Task directions.
Extract every line between the line containing "# locate bronze statue: put" and the line containing "# locate cloudy", inclusive, and reproduce those lines word for word.

----- Items -----

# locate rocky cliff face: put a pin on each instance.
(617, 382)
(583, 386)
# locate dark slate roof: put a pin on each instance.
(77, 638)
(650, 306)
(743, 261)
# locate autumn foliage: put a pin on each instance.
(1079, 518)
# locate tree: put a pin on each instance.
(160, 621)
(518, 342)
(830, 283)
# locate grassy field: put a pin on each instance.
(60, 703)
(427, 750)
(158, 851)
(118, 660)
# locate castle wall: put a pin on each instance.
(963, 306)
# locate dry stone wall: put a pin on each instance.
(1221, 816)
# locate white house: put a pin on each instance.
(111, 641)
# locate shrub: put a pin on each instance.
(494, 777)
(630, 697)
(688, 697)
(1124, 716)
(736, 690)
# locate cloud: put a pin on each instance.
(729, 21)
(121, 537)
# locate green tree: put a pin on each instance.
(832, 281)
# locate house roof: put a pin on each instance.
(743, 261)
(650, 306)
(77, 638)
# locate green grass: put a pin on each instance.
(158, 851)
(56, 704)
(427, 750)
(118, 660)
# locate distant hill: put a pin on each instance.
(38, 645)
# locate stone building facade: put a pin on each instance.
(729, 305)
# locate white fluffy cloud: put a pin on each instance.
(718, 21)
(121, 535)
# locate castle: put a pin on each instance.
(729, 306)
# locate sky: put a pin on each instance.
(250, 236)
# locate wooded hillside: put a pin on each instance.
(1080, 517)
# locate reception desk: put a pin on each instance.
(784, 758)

-----
----- Items -----

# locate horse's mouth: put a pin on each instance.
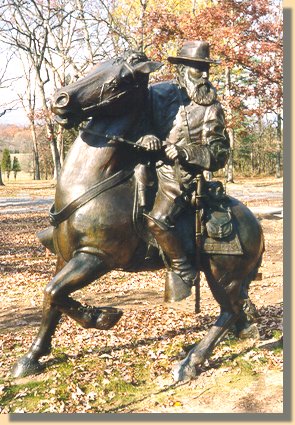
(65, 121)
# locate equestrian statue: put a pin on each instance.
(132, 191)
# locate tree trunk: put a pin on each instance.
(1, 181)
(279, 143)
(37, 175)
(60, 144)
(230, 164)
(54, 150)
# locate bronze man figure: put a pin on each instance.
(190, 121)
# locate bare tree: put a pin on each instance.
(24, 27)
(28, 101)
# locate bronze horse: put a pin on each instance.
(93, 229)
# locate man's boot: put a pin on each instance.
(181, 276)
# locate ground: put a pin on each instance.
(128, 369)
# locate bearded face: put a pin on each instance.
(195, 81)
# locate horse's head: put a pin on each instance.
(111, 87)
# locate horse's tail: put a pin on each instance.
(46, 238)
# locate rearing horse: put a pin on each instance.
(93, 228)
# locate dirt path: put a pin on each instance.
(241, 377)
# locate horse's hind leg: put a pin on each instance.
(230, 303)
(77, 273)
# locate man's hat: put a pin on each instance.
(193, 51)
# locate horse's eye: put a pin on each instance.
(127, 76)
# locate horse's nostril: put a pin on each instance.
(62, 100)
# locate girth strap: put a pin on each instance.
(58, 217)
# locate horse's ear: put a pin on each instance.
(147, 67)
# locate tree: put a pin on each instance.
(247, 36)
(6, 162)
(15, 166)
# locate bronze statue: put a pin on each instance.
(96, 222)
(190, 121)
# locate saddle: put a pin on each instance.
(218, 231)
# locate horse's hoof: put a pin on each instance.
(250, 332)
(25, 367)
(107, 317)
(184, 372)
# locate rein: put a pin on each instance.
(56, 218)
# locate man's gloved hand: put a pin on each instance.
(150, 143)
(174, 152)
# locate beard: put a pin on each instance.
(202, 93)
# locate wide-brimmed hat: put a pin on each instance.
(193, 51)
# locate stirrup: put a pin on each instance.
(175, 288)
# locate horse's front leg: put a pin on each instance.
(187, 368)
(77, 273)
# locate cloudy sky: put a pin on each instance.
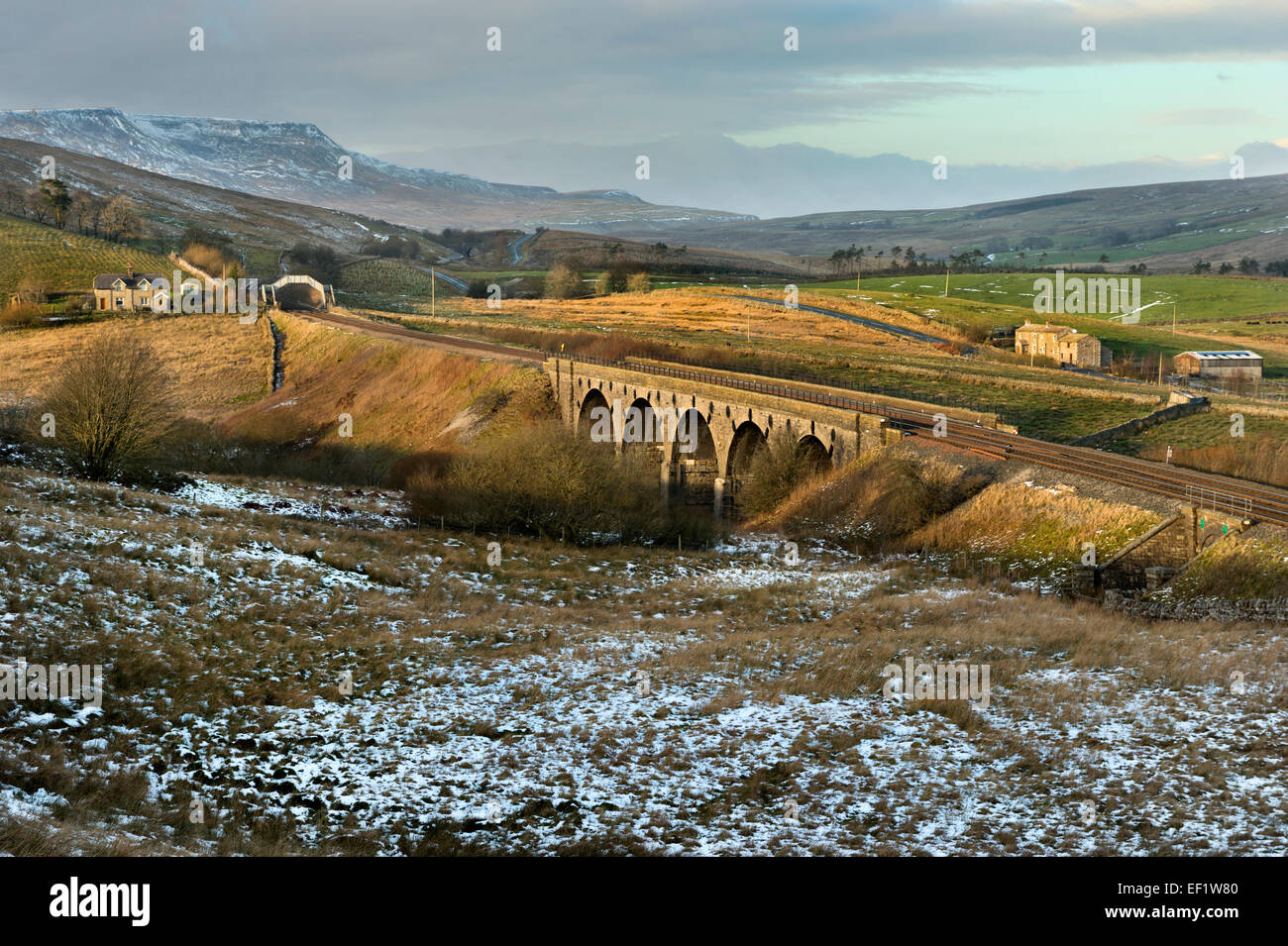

-----
----- Items -----

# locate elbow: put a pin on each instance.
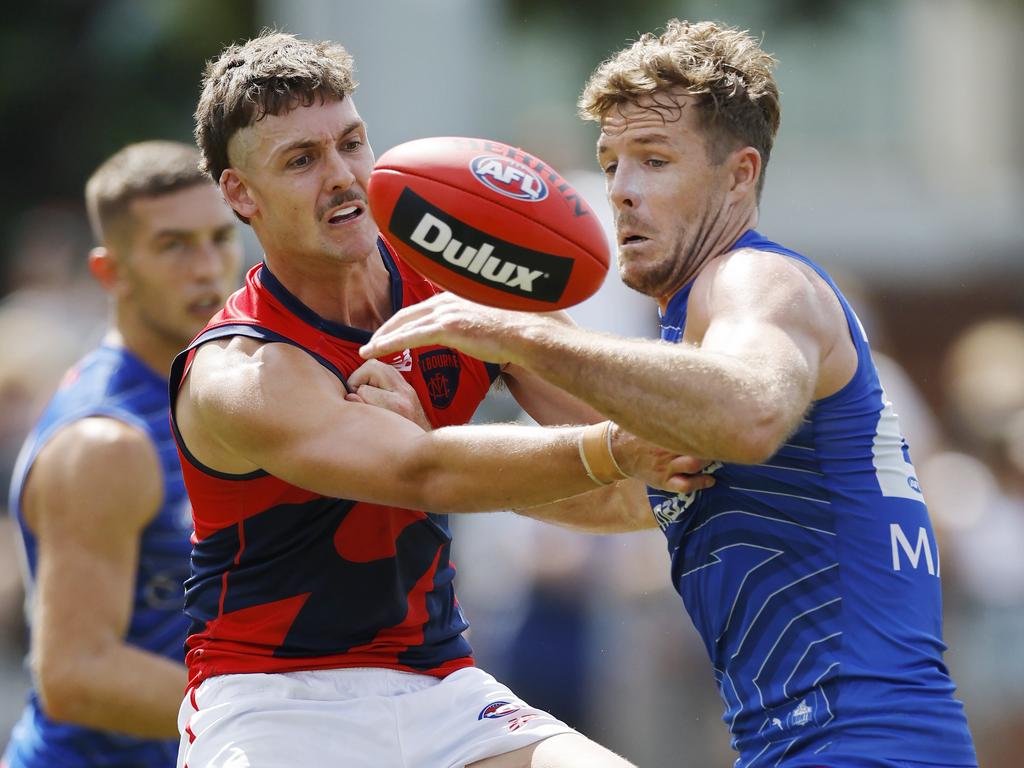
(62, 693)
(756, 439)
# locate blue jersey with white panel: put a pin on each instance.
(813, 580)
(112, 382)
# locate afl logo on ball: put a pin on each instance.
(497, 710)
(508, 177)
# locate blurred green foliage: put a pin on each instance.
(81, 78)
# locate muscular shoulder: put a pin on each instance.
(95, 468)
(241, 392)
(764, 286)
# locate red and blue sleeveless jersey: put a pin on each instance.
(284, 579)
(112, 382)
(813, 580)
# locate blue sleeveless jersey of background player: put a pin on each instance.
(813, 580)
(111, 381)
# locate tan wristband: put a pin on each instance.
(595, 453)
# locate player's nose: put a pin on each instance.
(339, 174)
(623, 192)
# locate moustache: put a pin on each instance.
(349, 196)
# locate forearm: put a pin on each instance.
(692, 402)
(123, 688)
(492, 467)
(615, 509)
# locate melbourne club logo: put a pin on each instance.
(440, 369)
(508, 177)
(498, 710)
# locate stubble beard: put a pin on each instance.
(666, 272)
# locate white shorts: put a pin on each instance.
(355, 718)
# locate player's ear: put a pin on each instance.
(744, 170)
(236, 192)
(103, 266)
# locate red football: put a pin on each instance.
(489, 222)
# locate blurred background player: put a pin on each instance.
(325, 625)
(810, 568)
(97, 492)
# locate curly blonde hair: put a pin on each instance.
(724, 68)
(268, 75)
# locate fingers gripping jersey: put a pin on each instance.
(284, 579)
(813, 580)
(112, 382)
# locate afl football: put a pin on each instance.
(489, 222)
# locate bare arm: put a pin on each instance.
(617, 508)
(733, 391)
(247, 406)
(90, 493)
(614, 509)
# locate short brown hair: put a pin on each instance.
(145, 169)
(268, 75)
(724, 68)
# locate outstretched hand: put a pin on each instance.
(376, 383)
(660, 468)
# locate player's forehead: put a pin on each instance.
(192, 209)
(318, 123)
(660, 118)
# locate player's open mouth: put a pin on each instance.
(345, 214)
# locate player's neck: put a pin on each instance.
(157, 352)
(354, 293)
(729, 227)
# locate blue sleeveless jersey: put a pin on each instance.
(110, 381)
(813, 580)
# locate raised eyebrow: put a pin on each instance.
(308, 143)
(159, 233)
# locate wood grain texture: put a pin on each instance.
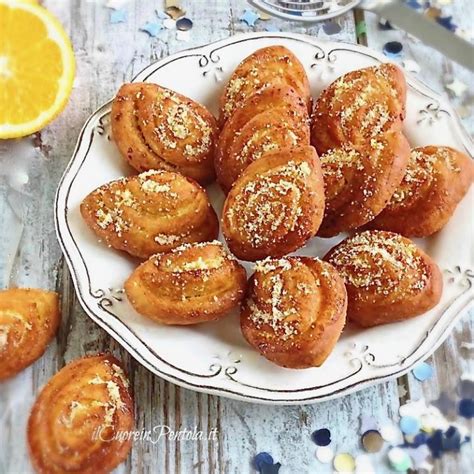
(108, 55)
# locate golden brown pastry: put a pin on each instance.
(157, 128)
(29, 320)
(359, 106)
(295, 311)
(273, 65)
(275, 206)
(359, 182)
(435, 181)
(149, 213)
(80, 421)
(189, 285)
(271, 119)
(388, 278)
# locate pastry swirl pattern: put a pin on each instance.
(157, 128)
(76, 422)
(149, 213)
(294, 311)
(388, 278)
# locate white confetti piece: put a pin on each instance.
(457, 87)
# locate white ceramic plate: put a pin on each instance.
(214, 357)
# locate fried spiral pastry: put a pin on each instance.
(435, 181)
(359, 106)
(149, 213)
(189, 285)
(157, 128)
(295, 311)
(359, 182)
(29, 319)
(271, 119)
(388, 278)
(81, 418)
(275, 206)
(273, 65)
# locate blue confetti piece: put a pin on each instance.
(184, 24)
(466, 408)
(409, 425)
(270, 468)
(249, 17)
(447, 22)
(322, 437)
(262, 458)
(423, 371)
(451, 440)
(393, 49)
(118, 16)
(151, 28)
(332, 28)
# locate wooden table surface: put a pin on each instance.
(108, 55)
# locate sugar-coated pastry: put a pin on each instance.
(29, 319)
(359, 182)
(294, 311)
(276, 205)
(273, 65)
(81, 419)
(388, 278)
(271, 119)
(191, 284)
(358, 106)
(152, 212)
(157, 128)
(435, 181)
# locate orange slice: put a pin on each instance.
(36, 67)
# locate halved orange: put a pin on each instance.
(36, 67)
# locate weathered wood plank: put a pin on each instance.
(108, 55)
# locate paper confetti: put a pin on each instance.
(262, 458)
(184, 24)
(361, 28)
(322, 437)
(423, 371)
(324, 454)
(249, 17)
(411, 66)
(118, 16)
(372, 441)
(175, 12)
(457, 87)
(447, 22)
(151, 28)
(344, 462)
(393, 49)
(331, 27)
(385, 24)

-----

Exercise output.
# locate bronze statue: put a pin on each instance.
(96, 222)
(190, 121)
# locate saddle: put a pin on each instance.
(218, 231)
# locate horse's hoof: put a pin on each instance.
(250, 332)
(25, 367)
(107, 317)
(184, 372)
# locate rein: put a pin on each instance.
(56, 218)
# locate man's gloved hand: put a pin on each instance.
(150, 143)
(174, 152)
# locate beard: put a pin on each instance.
(202, 93)
# locate wide-brimmed hat: put a pin on each instance.
(193, 51)
# locate stirrup: put a pin on each instance.
(175, 288)
# locate horse's front leg: put a pin on each instance.
(187, 368)
(77, 273)
# locate cloudy sky: put a pin on each instance.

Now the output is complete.